Information provided Block Start

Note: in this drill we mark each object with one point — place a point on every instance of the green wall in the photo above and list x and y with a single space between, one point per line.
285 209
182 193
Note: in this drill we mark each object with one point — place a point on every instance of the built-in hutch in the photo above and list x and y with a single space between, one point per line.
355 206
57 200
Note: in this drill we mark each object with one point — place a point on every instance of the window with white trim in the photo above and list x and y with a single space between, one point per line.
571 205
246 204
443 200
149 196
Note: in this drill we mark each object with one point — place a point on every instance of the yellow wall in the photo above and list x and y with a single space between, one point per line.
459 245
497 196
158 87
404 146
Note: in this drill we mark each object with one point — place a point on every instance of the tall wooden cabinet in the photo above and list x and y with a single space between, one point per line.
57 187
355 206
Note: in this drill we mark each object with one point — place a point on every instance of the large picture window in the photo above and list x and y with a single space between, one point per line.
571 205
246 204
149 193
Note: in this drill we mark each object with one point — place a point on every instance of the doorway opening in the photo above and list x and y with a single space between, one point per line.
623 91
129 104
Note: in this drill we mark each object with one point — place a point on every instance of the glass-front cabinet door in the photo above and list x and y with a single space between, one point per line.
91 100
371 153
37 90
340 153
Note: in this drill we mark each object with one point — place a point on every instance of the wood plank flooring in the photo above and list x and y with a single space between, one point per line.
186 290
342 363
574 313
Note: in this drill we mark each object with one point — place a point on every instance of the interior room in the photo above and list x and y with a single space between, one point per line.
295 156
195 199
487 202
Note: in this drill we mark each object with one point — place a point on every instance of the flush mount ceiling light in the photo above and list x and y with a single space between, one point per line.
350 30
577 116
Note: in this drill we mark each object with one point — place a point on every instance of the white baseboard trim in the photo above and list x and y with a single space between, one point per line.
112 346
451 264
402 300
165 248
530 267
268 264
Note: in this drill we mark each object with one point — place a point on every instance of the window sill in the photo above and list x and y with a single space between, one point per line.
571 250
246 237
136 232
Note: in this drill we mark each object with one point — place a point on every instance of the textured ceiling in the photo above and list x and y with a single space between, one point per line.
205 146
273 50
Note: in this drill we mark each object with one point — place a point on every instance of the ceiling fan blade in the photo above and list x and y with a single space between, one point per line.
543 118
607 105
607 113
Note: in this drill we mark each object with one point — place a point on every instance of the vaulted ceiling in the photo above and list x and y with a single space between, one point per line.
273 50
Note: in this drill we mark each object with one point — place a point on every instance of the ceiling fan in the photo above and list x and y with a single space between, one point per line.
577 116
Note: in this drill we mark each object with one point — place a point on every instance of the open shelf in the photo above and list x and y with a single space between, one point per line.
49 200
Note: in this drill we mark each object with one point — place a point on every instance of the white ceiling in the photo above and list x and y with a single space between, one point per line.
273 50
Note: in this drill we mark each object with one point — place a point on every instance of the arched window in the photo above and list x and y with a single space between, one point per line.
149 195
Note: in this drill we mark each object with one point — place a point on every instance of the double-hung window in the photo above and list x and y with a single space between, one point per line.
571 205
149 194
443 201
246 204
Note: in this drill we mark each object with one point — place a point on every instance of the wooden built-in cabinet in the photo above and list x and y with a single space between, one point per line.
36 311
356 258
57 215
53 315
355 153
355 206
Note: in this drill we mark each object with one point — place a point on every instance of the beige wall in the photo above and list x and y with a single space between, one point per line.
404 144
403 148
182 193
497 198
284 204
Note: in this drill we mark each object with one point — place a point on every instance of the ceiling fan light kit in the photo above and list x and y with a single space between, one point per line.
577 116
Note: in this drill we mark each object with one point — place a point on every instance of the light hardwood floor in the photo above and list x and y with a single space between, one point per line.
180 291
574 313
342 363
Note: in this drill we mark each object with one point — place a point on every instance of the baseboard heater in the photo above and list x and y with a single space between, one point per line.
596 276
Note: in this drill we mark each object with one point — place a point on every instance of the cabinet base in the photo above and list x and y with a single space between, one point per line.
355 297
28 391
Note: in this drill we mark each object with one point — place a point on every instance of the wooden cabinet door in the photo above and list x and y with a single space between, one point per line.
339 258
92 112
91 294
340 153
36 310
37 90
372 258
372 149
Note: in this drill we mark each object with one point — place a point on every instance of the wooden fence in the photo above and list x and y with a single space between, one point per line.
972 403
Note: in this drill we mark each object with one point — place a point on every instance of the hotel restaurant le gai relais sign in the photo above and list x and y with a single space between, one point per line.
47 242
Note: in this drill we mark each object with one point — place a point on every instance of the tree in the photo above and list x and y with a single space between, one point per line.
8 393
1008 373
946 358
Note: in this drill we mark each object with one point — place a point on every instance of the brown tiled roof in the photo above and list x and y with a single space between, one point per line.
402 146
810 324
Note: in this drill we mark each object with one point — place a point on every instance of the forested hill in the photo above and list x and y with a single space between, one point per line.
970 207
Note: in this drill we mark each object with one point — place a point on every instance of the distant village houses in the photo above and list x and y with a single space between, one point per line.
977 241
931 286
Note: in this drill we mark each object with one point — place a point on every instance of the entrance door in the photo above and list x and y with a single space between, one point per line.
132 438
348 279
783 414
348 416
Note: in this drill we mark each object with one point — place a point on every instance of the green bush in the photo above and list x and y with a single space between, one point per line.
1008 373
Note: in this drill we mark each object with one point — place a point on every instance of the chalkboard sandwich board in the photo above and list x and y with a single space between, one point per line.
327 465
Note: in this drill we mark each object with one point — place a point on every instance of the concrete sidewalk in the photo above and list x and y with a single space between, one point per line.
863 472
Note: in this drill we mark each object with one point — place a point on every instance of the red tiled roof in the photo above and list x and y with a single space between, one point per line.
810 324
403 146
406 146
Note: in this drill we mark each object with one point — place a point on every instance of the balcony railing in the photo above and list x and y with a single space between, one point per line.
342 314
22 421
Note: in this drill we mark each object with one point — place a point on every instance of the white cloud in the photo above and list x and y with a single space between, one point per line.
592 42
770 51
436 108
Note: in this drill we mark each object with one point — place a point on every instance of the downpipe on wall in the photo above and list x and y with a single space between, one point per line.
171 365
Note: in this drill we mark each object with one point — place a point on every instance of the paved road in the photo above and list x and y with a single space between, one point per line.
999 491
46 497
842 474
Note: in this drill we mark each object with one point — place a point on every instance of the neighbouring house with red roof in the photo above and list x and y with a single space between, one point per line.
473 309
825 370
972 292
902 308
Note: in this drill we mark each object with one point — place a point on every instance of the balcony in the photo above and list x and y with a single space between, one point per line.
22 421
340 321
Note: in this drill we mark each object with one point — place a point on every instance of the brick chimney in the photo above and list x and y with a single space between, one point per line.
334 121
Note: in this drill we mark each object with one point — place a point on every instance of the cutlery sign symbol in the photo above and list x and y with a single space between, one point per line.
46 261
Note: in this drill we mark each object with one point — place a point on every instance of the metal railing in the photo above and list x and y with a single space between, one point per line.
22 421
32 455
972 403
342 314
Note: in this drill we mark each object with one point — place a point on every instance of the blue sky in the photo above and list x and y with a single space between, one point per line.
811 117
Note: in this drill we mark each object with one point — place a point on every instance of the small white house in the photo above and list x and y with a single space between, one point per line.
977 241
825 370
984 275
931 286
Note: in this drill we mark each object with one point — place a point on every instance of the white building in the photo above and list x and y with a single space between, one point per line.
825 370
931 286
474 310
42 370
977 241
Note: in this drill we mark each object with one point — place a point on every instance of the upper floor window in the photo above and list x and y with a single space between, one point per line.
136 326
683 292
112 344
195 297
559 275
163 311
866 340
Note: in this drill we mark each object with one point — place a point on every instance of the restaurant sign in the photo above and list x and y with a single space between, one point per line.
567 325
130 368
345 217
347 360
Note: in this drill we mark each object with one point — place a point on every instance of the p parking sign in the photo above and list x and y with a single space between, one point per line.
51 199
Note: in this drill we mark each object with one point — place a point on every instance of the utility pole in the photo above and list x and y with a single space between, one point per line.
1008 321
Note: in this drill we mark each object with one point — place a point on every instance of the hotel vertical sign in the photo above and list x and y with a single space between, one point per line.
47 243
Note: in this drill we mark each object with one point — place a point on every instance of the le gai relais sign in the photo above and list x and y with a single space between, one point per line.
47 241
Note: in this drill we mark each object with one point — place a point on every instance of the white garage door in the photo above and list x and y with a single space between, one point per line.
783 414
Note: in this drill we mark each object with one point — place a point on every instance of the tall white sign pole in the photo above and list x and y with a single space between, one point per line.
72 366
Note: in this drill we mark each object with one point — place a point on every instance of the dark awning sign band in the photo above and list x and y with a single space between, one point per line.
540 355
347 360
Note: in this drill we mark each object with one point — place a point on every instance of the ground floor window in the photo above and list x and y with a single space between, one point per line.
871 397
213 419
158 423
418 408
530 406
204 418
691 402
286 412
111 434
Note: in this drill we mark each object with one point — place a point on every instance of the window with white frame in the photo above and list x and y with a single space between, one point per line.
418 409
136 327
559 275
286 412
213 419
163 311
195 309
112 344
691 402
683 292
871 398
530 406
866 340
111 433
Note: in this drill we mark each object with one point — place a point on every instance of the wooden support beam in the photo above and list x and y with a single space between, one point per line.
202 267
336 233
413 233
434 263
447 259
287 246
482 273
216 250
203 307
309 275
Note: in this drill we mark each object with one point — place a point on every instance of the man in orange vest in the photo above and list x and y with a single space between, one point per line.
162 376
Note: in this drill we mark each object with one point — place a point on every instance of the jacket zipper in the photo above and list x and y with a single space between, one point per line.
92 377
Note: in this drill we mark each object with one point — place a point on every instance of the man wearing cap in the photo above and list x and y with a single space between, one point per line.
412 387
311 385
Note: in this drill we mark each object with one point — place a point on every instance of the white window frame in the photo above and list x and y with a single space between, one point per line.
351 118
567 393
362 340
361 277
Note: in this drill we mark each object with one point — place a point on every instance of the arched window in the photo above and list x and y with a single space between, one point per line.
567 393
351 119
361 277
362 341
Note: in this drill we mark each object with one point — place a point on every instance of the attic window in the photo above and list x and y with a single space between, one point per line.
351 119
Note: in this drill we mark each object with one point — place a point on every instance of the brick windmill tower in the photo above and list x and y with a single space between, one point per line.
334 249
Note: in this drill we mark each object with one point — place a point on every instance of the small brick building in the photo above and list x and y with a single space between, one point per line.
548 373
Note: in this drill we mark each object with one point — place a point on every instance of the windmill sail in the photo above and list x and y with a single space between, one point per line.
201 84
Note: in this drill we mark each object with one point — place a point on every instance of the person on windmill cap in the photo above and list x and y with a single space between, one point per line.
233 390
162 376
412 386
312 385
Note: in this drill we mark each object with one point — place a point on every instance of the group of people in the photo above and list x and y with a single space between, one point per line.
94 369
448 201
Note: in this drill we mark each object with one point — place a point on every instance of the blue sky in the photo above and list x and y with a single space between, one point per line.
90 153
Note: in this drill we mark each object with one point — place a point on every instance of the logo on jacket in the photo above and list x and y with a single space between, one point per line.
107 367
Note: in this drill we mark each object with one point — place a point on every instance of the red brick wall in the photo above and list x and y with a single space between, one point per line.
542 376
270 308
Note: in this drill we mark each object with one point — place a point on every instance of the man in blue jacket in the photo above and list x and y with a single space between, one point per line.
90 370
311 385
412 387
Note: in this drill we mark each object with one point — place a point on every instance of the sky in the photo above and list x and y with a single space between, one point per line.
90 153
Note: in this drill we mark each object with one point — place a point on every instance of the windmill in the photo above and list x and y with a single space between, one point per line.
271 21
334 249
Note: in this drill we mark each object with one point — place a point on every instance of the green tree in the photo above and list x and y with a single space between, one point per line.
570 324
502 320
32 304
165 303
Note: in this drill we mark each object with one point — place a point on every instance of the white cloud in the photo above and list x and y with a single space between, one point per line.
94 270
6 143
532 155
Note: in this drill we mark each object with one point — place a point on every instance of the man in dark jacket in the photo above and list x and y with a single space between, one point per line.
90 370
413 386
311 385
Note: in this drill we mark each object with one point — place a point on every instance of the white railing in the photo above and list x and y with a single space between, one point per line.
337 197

Information provided Block End

Exercise details » Exact copies are needed of the line with "the white railing" and each line after it through the end of the material above.

Solution to this exercise »
Note: in this drill we mark each object with one point — place a point on every instance of the white railing in the photo above and list x and y with a single space between, one point per line.
337 197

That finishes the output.